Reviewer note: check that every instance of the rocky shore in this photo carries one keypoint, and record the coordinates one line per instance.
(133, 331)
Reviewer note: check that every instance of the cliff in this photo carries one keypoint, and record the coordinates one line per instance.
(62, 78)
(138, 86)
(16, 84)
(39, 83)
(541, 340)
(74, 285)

> EXERCISE:
Exactly the lines from the one containing "Reviewer note: check that every instance of the cliff" through the end of the records should be reproduced, and no others.

> RESULT OF THIS TASK:
Reviewer note: check that every instance of the cliff in this photo carries one keypoint, and record the coordinates one line per instance.
(62, 78)
(138, 86)
(16, 84)
(39, 83)
(541, 340)
(74, 285)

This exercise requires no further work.